● **Assigned task**: In full and without edits, write out the data that follows.

★ ★ ★

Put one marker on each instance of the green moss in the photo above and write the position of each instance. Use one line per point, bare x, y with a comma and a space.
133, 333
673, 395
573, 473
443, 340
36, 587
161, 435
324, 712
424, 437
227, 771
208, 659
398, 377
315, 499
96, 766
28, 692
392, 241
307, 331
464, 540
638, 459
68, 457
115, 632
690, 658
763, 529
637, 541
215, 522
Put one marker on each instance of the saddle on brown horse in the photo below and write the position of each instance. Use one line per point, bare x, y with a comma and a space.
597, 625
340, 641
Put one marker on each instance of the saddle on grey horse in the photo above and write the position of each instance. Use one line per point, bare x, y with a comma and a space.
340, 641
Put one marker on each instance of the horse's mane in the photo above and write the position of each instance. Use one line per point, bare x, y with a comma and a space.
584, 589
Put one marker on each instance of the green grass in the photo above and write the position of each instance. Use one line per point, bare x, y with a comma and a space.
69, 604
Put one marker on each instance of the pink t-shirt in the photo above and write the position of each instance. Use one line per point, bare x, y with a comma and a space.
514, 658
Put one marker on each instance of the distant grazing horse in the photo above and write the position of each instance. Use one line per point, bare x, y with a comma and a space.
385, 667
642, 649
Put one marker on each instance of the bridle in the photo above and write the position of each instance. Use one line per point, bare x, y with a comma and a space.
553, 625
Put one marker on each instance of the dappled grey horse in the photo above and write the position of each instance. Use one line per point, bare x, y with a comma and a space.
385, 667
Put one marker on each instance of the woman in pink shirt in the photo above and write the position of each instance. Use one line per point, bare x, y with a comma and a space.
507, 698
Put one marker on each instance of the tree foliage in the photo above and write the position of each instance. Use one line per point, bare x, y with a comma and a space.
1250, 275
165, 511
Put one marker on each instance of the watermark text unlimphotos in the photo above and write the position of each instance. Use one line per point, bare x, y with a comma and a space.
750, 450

★ ★ ★

● **Response to the exercise**:
Put one marker on each instance of the green moss in the photo above and write the position of each instance. Use one line per point, bare x, y with a comma and a space.
133, 333
673, 395
573, 473
443, 340
36, 587
161, 435
324, 712
424, 437
227, 771
208, 659
398, 377
315, 499
96, 766
28, 692
392, 241
307, 331
464, 540
638, 459
68, 457
115, 632
690, 658
763, 529
637, 541
215, 522
Put one marker on each instance of the saddle on brown horse in the photo below and write the position of each instance. Use one line per point, bare x, y with a comma and a space.
597, 625
340, 641
Put one marker on each instance of the saddle on grey horse in the photo above and write the position of each instance. Use one line per point, bare x, y with a comma and a space.
340, 641
Put one marker on each instance of the horse's mane in the photo above and write the position of each instance. Use one line per point, bare x, y with a comma and a space.
584, 589
Put one marker on each instance of the green grass in the photo above and write the position of each instance. Use one line per point, bare x, y with a comma and a space.
69, 604
Put one marker on each instance of the pink t-shirt in the photo above and write the position of each instance. Use one line per point, bare x, y with a comma and a space.
514, 658
Put one marker on each instance of the distant grazing horse in the photo above and write the position of each instance. Use one line per point, bare x, y with a comma and a space.
385, 667
642, 649
Put one marker on each instance of the bridle in the photo above and write the position of each instance. Use one line per point, bare x, y with a comma and a space.
553, 625
Put one marker on each instance of the dappled grey horse in the photo above and write the position of each instance. Use one line per point, bare x, y with a comma and a space.
385, 667
Put one marker on each instance of the woman in pink shirt in the photo above and write the position of each instance. Use one line per point, bare x, y with a comma and a space.
507, 698
Put one marker on each instance of the tree foliage in the photo above and write the position of each instance. Use one line per point, bare x, y with a comma and a space.
1250, 275
165, 511
Put one marker on each instance of the watermark text unlimphotos in the photo above and write the position of each instance. Use one line per point, bare x, y with a comma and a space.
750, 450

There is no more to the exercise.